■ **Opgave**
Herschrijf alsjeblieft het deel van de rechtbankuitspraak dat begint met "5 BENADEELDE PARTIJ" en eindigt met "van de rechtbank.". Zet daarin overal "aanklager" in plaats van "officier van justitie".

■ **Documentfragment**
--------------------------------------------------

De verdenking komt er, kort en feitelijk weergegeven, op neer dat verdachte:
medeplichtig is geweest aan diefstal of verduistering gepleegd door [medeverdachte] in de periode van 24 januari 2011 tot en met 7 maart 2013 te Hilversum van geldbedragen van € 14.123,- en € 7.000,- die aan [benadeelde 1] en [benadeelde 2] toebehoorden, door toen en daar haar rekeningnummer aan [medeverdachte] ter beschikking te stellen om voornoemde geldbedragen daarop over te maken en vervolgens daarvan af te halen en aan [medeverdachte] te overhandigen.
5 BENADEELDE PARTIJ
[benadeelde 1] heeft zich als benadeelde partij in het geding gevoegd en vordert een bedrag van
€ 15.052,01. Dit bedrag bestaat uit € 14.202,01 materiële schade en € 850,- immateriële schade, ten gevolge van het aan verdachte ten laste gelegde feit.
Ook [benadeelde 2] heeft zich als benadeelde partij in het geding gevoegd en vordert een bedrag van € 24.203,-, bestaande uit materiële schade, ten gevolge van het aan verdachte ten laste gelegde feit.
5.1
Het standpunt van de officier van justitie
De officier van justitie heeft zich gerefereerd aan het oordeel van de rechtbank.
5.2
Het standpunt van de verdediging
De raadsman heeft zich op het standpunt gesteld dat de benadeelde partijen in hun vorderingen niet-ontvankelijk moeten worden verklaard, gelet op de door hem bepleite vrijspraak.
5.3
Het oordeel van de rechtbank
De rechtbank zal voornoemde benadeelde partijen niet-ontvankelijk verklaren in de vorderingen nu verdachte van het haar ten laste gelegde feit zal worden vrijgesproken. De benadeelde partijen kunnen de vorderingen bij de burgerlijke rechter aanbrengen.
Nu de benadeelde partijen niet-ontvankelijk worden verklaard in hun vorderingen, zullen de benadeelde partijen in de kosten van verdachte worden veroordeeld voor zover deze betrekking hebben op het verweer tegen de vorderingen. Deze kosten worden tot op dit moment begroot op nihil.

--------------------------------------------------

■ **Getoond materiaal**
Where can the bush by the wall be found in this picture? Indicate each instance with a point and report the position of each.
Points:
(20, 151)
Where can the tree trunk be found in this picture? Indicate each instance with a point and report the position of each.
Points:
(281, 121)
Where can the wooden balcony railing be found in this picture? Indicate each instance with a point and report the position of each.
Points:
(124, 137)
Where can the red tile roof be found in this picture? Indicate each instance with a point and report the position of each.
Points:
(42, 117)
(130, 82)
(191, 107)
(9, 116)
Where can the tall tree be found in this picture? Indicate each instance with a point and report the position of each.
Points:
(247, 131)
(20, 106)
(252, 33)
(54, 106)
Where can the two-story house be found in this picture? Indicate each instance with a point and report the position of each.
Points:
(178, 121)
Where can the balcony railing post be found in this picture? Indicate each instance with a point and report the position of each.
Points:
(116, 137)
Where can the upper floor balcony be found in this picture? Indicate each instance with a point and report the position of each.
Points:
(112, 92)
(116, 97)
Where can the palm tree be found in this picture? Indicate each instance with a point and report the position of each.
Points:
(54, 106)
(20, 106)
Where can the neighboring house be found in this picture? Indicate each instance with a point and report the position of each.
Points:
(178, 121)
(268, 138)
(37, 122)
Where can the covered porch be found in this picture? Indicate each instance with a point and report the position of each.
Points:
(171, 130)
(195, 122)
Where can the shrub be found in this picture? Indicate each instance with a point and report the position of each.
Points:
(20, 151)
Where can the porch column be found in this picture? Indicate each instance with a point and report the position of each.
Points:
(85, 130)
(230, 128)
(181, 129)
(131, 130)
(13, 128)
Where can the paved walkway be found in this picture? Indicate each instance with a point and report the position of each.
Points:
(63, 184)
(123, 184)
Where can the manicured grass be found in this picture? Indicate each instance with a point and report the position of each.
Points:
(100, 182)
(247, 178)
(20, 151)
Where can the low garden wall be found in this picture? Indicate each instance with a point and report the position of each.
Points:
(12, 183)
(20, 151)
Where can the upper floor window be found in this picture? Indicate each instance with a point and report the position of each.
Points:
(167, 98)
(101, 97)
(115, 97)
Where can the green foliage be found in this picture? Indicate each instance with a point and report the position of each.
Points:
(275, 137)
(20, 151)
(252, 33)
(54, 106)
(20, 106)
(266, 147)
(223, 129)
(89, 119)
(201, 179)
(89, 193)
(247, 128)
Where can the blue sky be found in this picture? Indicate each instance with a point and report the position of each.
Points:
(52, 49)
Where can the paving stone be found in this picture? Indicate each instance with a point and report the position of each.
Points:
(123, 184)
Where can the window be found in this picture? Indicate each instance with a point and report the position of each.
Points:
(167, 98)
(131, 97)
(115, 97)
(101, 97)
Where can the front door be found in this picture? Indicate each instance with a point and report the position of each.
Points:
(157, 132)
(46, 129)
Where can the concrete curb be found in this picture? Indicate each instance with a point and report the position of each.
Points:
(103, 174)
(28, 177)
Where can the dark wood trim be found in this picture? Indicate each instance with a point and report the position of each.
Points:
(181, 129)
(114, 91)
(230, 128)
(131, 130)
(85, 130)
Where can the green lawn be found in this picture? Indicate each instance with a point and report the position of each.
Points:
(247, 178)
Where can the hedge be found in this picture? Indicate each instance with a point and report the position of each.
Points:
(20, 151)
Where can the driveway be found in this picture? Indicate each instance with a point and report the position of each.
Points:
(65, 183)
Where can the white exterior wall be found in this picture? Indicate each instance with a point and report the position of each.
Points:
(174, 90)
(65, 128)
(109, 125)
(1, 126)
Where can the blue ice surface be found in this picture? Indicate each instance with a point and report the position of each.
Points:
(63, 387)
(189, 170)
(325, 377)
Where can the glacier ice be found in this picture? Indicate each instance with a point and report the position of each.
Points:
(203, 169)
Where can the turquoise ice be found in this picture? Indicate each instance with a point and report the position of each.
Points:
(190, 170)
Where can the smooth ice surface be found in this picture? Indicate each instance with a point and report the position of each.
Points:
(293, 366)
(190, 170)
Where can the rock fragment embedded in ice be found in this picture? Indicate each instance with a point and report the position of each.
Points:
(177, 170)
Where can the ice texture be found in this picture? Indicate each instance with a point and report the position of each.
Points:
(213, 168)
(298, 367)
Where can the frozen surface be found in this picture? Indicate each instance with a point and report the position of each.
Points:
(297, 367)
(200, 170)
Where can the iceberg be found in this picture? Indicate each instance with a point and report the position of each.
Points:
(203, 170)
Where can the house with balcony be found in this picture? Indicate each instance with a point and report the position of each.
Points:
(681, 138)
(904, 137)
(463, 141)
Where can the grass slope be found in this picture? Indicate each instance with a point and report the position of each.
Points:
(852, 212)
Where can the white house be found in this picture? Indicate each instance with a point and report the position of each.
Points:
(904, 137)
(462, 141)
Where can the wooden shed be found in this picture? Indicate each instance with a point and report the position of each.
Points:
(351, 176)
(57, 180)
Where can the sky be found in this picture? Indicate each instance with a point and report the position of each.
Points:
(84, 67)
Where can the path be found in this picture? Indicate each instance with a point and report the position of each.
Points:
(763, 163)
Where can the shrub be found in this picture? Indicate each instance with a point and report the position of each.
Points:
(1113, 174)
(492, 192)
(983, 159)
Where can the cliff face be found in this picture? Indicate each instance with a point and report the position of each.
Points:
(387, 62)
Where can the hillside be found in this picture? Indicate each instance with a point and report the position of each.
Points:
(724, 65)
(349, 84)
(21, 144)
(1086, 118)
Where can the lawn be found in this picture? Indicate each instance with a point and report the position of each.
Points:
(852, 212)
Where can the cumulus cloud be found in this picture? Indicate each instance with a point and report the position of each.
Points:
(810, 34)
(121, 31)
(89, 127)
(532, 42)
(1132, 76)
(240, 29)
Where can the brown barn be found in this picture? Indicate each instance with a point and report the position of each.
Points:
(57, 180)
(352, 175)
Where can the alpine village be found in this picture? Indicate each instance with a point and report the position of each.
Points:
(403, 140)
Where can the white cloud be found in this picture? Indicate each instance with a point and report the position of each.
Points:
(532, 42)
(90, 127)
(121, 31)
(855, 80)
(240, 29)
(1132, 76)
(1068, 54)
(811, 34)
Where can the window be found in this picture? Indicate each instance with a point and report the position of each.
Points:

--------------------------------------------------

■ **Antwoordvak**
5 BENADEELDE PARTIJ
[benadeelde 1] heeft zich als benadeelde partij in het geding gevoegd en vordert een bedrag van
€ 15.052,01. Dit bedrag bestaat uit € 14.202,01 materiële schade en € 850,- immateriële schade, ten gevolge van het aan verdachte ten laste gelegde feit.
Ook [benadeelde 2] heeft zich als benadeelde partij in het geding gevoegd en vordert een bedrag van € 24.203,-, bestaande uit materiële schade, ten gevolge van het aan verdachte ten laste gelegde feit.
5.1
Het standpunt van de aanklager
De aanklager heeft zich gerefereerd aan het oordeel van de rechtbank.